▶ **TEXT TO READ**:
┄┄┄┄┄┄┄┄┄┄┄┄┄┄┄┄┄┄┄┄

One interpretation as a standard constrained ADT and one interpretation as a
GADT. We could use another token, other than constraint, for example:

type 'a t = IntLit of 'a : 'a = int

to which I have no objections. As you pointed out, though, the current
syntax is more concise.

cheers,
--Jacques

On Fri, Oct 29, 2010 at 10:32 AM, Dario Teixeira <darioteixeira@yahoo.com>wrote:

> Hi,
>
> > I am pleased to announce an experimental branch of the O'Caml compiler:
> > O'Caml extended with Generalized Algebraic Datatypes. You can find more
> > information on this webpage:
>
> I have a couple of questions regarding the syntax you've chosen for GADT
> declaration.  For reference, let's consider the first example you've
> provided:
>
> type _ t =
>  | IntLit : int -> int t
>  | BoolLit : bool -> bool t
>  | Pair : 'a t * 'b t -> ('a * 'b) t
>  | App : ('a -> 'b) t * 'a t -> 'b t
>  | Abs : ('a -> 'b) -> ('a -> 'b) t
>
>
> There's something "Haskellish" about this syntax, in the sense that type
> constructors are portrayed as being like functions.  While this does make
> sense in Haskell, in Ocaml it feels a bit out of place, because you cannot,
> for example, partially apply a type constructor.

┄┄┄┄┄┄┄┄┄┄┄┄┄┄┄┄┄┄┄┄

▶ **PROBLEM 1**:
In the GADT syntax thread, what does Dario Teixeira say you cannot do in OCaml that makes the function-like syntax feel out of place?
▶ **PROBLEM 2**:
Write the next part of the GADT syntax thread, starting after its final sentence.
The entries play no part here.

┄┄┄┄┄┄┄┄┄┄┄┄┄┄┄┄┄┄┄┄

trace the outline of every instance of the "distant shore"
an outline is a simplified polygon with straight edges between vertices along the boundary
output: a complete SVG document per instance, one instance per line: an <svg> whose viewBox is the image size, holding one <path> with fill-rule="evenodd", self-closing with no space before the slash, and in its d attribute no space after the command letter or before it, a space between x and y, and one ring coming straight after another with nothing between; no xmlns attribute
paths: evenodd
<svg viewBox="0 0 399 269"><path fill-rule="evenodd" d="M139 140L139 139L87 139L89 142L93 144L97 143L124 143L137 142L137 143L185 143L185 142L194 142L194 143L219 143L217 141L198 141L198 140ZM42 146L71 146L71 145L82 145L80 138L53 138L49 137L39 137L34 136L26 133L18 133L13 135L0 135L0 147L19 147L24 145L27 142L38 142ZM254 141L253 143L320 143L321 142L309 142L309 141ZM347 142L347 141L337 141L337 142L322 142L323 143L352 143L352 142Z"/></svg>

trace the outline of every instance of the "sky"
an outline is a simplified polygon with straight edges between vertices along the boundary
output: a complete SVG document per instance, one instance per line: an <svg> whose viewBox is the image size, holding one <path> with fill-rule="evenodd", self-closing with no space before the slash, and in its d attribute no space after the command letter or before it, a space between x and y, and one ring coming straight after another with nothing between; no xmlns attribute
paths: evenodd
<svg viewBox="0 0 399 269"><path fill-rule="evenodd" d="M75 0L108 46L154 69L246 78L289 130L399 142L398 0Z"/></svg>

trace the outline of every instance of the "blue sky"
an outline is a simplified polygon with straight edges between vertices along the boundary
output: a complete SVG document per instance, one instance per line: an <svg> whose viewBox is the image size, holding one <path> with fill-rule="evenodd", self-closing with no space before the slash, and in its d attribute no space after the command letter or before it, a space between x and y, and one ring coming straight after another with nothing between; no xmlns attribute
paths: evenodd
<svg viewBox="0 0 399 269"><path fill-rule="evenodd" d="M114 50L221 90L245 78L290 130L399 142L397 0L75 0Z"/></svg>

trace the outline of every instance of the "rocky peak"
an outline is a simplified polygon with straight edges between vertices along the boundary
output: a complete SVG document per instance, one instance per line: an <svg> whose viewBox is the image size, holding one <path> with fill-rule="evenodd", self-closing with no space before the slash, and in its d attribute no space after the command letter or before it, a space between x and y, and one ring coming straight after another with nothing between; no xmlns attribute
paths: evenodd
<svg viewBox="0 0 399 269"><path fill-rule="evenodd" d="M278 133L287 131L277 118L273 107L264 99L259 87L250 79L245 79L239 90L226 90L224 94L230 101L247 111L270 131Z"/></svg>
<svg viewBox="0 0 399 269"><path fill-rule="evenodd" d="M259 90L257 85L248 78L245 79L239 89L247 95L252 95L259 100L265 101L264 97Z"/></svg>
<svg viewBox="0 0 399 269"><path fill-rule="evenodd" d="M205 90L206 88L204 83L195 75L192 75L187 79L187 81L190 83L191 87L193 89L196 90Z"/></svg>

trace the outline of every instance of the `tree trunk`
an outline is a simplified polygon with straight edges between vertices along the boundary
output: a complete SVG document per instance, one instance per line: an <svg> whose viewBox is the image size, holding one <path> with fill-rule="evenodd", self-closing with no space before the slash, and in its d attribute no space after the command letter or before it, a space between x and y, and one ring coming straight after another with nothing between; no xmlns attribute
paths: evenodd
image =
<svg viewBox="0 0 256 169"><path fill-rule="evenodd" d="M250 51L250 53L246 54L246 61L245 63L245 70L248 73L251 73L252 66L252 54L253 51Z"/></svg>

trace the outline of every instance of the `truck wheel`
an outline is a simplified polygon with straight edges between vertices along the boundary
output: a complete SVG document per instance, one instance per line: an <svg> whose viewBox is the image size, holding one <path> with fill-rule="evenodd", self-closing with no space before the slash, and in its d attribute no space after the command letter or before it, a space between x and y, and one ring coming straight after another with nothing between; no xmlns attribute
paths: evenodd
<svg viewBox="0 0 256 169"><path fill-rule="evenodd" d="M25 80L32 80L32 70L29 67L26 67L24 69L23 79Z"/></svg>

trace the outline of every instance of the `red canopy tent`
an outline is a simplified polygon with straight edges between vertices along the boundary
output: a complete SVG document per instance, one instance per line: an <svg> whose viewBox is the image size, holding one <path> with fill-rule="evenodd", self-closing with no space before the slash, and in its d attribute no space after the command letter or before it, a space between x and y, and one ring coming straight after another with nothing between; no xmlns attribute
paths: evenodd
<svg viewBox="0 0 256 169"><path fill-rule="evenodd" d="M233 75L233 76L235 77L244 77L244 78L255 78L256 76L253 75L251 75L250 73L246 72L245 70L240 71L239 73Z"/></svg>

┄┄┄┄┄┄┄┄┄┄┄┄┄┄┄┄┄┄┄┄

▶ **RESPONSE 1**:
You cannot partially apply a type constructor.

▶ **RESPONSE 2**:
>
> Also, note that in all the variant declarations the final token is 't'.
> Are there any circumstances at all where a GADT constructor will not end
> by referencing the type being defined?  If there are not, then this syntax
> imposes some syntactic salt into the GADT declaration.
>
> I know this is not the sole syntax that was considered for GADTs in Ocaml.
> Xavier Leroy's presentation in CUG 2008 shows a different one, which even
> though slightly more verbose, does have the advantage of being more
> "Camlish".
> Is there any shortcoming to the 2008 syntax that resulted in it being
> dropped
> in favour of this new one?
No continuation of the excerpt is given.